>> Begin Text excerpt

Aryl azides react with PPh3 to give phosphanimines, analogues of OPPh3, via the Staudinger reaction. Illustrative is the preparation of triphenylphosphine phenylimide:
PPh3 + PhN3 → PhNPPh3 + N2
The phosphanimine can be hydrolyzed to the amine. Typically the intermediate phosphanimine is not isolated.
PPh3 + RN3 + H2O → OPPh3 + N2 + RNH2

Chlorination
Cl2 adds to PPh3 to give triphenylphosphine dichloride ([PPh3Cl]Cl), which exists as the moisture-sensitive phosphonium halide. This reagent is used to convert alcohols to alkyl chlorides in organic synthesis. Bis(triphenylphosphine)iminium chloride (PPN+Cl−, formula [(C6H5)3P)2N]Cl is prepared from triphenylphosphine dichloride:
2 Ph3PCl2 + NH2OH·HCl + Ph3P → {[Ph3P]2N}Cl + 4HCl + Ph3PO

Protonation
PPh3 is a weak base. It forms isolable triphenylphosphonium salts with strong acids such as HBr:
P(C6H5)3 + HBr → [HP(C6H5)3]+Br−

Organic reactions
PPh3 is widely used in organic synthesis. The properties that guide its usage are its nucleophilicity and its reducing character. The nucleophilicity of PPh3 is indicated by its reactivity toward electrophilic alkenes, such as Michael-acceptors, and alkyl halides.  It is also used in the synthesis of biaryl compounds, such as the Suzuki reaction.

>> End Text excerpt
>> Begin Data shown

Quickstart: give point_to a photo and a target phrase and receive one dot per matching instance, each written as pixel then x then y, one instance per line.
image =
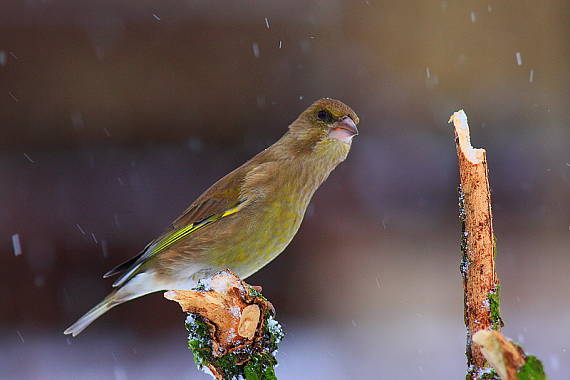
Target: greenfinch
pixel 244 220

>> End Data shown

Exercise tasks:
- A) In the triphenylphosphine text, what does triphenylphosphine dichloride convert alcohols into?
- B) Write a continuation of the triphenylphosphine text, picking up after its final sentence.

Answer set:
- A) Alkyl chlorides.

- B)
Quaternization
PPh3 combines with alkyl halides to give phosphonium salts. This quaternization reaction is particularly fast for benzylic and allylic halides:
PPh3 + CH3I → [CH3PPh3]+I−
These salts, which can often be isolated as crystalline solids, react with strong bases to form ylides, which are reagents in the Wittig reactions.

Aryl halides will quaternize PPh3 to give tetraphenylphosphonium salts:
PPh3 + PhBr → [PPh4]Br
The reaction however requires elevated temperatures and metal catalysts.

Mitsunobu reaction
In the Mitsunobu reaction, a mixture of triphenylphosphine  and diisopropyl azodicarboxylate ("DIAD", or its diethyl analogue, DEAD) converts an alcohol and a carboxylic acid to an ester.   DIAD is reduced as it serves as the hydrogen acceptor, and the PPh3 is oxidized to OPPh3.

Appel reaction
In the Appel reaction, a mixture of PPh3 and CX4 (X = Cl, Br) is used to convert alcohols to alkyl halides. Triphenylphosphine oxide (OPPh3) is a byproduct.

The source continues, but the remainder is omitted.